### INPUT MATERIAL
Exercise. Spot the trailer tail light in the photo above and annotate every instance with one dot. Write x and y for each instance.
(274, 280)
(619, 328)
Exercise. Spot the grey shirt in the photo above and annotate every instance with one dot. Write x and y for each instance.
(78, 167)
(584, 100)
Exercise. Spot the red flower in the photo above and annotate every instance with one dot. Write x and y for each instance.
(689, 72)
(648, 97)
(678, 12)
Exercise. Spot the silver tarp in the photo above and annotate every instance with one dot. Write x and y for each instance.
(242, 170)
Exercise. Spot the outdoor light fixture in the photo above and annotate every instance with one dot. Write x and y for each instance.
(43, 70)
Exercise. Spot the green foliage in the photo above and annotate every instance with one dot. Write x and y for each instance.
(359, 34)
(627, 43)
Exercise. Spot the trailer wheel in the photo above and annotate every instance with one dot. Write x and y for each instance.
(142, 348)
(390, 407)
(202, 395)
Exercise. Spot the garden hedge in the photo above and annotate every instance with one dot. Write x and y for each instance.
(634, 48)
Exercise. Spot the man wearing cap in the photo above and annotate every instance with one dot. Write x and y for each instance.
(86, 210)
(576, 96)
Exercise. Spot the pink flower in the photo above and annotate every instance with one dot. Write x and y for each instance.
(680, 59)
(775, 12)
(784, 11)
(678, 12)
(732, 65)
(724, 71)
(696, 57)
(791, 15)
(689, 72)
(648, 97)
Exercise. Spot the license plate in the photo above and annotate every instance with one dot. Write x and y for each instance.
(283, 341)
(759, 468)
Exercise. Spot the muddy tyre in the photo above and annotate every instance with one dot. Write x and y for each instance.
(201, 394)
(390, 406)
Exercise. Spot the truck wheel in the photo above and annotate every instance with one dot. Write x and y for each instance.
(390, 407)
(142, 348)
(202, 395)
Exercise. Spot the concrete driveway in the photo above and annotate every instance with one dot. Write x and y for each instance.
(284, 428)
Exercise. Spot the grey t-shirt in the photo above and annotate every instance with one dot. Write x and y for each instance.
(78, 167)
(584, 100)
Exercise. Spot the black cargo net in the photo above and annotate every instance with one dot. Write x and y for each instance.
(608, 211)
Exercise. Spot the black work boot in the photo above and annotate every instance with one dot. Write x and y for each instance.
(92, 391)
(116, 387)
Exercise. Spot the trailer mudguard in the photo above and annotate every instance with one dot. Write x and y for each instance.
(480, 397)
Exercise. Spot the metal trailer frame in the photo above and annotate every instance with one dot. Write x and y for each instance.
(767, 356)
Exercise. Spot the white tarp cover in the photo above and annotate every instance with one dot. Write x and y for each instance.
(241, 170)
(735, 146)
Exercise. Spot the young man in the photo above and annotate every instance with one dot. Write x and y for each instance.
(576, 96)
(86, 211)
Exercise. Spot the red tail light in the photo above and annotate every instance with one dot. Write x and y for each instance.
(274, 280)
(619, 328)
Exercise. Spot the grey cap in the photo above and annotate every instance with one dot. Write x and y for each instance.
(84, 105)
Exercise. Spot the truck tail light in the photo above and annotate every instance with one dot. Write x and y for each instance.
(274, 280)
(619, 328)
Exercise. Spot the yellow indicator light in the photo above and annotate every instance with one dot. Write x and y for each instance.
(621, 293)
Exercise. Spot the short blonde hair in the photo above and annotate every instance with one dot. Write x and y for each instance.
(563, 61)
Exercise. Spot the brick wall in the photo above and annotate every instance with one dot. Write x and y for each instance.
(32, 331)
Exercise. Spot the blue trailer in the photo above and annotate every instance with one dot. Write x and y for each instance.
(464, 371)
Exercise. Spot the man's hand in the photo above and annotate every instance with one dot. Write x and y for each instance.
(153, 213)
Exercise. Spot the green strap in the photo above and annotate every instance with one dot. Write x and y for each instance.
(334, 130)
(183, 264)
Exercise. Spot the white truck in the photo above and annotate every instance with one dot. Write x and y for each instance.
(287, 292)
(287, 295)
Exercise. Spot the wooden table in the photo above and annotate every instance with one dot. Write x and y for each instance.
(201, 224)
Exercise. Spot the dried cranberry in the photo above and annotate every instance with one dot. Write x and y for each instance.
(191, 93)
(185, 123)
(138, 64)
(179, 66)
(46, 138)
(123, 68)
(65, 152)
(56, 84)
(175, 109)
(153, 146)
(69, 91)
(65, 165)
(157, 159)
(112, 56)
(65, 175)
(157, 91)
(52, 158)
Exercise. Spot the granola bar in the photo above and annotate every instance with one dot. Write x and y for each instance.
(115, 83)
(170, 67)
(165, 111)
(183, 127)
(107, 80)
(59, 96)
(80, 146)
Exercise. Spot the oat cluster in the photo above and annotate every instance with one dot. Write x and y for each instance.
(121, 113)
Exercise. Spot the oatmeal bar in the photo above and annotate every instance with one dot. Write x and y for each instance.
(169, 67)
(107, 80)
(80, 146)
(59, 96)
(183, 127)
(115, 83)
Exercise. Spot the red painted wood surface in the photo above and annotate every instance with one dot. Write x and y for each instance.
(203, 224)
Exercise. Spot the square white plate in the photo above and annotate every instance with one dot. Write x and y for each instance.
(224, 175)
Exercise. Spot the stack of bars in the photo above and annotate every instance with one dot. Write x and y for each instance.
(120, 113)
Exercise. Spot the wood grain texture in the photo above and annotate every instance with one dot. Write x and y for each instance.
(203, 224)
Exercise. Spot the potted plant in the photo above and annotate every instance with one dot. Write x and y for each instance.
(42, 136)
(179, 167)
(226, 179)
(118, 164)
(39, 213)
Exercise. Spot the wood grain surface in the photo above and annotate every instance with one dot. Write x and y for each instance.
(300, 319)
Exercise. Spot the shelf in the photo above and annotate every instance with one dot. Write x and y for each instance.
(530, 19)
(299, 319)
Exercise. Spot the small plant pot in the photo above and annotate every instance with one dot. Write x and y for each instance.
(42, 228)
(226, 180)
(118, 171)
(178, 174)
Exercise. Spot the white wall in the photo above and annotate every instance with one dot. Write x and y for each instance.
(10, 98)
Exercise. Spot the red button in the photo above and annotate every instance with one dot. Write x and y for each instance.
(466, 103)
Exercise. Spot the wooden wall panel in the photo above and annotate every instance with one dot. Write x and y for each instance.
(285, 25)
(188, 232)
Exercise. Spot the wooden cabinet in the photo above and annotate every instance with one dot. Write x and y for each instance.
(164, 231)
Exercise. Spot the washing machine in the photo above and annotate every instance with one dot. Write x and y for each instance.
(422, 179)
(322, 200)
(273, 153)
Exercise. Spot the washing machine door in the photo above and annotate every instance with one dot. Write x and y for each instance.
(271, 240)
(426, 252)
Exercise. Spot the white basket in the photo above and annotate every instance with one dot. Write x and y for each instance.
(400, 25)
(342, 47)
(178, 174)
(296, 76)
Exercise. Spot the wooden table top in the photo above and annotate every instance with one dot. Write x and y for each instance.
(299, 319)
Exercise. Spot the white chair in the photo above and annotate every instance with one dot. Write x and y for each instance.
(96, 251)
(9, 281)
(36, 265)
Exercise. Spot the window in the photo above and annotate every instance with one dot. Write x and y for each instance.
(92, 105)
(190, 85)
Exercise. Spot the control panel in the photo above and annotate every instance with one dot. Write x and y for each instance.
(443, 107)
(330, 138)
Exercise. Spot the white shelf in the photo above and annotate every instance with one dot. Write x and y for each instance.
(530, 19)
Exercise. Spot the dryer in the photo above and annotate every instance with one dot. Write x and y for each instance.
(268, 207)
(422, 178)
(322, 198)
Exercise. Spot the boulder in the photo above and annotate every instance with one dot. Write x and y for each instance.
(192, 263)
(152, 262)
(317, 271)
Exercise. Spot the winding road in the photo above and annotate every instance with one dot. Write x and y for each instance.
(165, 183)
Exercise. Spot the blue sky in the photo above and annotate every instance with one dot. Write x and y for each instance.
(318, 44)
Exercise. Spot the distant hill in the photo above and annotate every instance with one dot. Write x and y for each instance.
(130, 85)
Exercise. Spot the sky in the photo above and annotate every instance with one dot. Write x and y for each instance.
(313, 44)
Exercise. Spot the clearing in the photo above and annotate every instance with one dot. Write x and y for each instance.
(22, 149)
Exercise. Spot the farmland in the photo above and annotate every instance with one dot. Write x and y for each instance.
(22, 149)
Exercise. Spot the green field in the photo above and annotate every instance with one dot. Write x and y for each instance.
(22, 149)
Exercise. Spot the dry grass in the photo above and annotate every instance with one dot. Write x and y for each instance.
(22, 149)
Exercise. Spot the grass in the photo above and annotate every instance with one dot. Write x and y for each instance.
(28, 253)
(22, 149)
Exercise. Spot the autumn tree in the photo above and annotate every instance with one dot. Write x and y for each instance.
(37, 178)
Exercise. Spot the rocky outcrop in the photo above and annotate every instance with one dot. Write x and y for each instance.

### TASK DESCRIPTION
Beginning at the line that holds "Exercise. Spot the boulder", write out word for word each line through the end of the records.

### CORRECT OUTPUT
Exercise. Spot the boulder in the photo above and annotate every instance with one dot. Write x and y for each instance.
(192, 263)
(152, 262)
(317, 271)
Exercise. Spot the winding road in the photo above and annotate every instance with one dot. Write x and y for each instance.
(165, 183)
Exercise. Spot the blue sky in the photo above and annotate every instance with one dot. Write x and y for each instance.
(318, 44)
Exercise. Spot the distant hill in the photo above and annotate every instance with one dot. Write x and y for each instance.
(130, 85)
Exercise. Spot the sky in the photo above and annotate every instance with one dot. Write x and y for each instance.
(313, 44)
Exercise. Spot the clearing in the photo above and annotate every instance with one dot. Write x and y for each instance.
(22, 149)
Exercise. Spot the farmland in the photo above and annotate every instance with one dot. Write x and y for each instance.
(22, 149)
Exercise. Spot the green field in the photo above and annotate every instance with one dot. Write x and y for each instance.
(22, 149)
Exercise. Spot the dry grass in the photo above and annotate every instance with one dot. Write x and y for each instance.
(22, 149)
Exercise. Spot the grass in the photo above and annotate every instance with one dot. Write x and y for each instance.
(28, 253)
(22, 149)
Exercise. Spot the autumn tree in the photo above and annotate every instance with one dot. Write x and y for each instance.
(37, 178)
Exercise. Spot the rocky outcrop in the photo above and annotate every instance with one dot. Write x and y for each instance.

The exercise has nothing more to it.